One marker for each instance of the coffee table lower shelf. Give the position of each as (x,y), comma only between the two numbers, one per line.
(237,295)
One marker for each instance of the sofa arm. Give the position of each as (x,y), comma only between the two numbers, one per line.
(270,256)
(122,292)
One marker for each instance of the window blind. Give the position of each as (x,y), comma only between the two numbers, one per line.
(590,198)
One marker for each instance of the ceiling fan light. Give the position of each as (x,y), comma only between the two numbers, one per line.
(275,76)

::::::::

Problem statement:
Render the material above as a two-column CSV with the header row text,answer, with one row per text and its corresponding answer. Enclose every value in double quotes as a single field, and replace any line breaks within a value with spaces.

Exercise answer:
text,answer
"One marker for each instance of the coffee table lower shelf. Give the position of each as (x,y), comma only between the two numbers, one per line.","(237,295)"
"One marker for each instance of the sofa arm. Give the position of each as (x,y), comma only between the two numbers, one per line.","(270,256) (122,292)"
"One marker for each instance of the window blind. Give the position of each as (x,y), comma only between the two numbers, one per line.","(590,198)"
"One marker for each instance of the ceiling fan light. Give the position of each as (x,y), comma only between the two numbers, one per line.","(275,76)"